[BEGIN]

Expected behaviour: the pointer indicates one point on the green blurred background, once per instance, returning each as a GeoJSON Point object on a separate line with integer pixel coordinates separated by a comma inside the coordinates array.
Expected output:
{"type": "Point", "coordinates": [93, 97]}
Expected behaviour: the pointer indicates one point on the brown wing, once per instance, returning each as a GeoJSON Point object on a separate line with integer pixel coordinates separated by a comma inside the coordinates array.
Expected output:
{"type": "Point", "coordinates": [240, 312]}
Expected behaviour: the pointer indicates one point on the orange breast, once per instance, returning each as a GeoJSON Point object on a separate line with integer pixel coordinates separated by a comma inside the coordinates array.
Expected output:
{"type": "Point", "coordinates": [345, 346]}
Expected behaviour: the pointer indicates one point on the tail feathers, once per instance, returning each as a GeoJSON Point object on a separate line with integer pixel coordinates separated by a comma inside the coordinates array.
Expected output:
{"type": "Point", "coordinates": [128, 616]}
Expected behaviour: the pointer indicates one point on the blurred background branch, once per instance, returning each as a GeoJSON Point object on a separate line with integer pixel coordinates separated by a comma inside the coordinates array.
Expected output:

[END]

WHAT THE EXERCISE ASKS: Reproduce all of the data above word for word, without changing anything.

ANSWER BELOW:
Expected behaviour: the pointer indicates one point on the green blurred background, once per instance, returning each as a GeoJSON Point object on a separate line with integer pixel coordinates separated by a comma inside the coordinates array.
Expected output:
{"type": "Point", "coordinates": [93, 97]}
Expected behaviour: the pointer indicates one point on the brown wing, once per instance, returning each as a GeoJSON Point object on a separate line with integer pixel coordinates separated by a comma inside the coordinates array.
Expected output:
{"type": "Point", "coordinates": [240, 312]}
Expected behaviour: the pointer indicates one point on the orange breast, once per instance, returning each as a GeoJSON Point object on a separate line with integer pixel coordinates separated by a comma inside the coordinates array.
Expected output:
{"type": "Point", "coordinates": [345, 346]}
Expected behaviour: the pointer indicates one point on the tail feathers, once per instance, returning each as a GeoJSON Point object on a separate line with integer pixel coordinates separated by a comma inside the coordinates array.
Expected output:
{"type": "Point", "coordinates": [128, 616]}
Expected behaviour: the pointer indicates one point on the blurred background branch, once per instance, returning each as a GeoJSON Point object on a separate line with integer pixel coordinates separated by a comma inside the coordinates array.
Expected output:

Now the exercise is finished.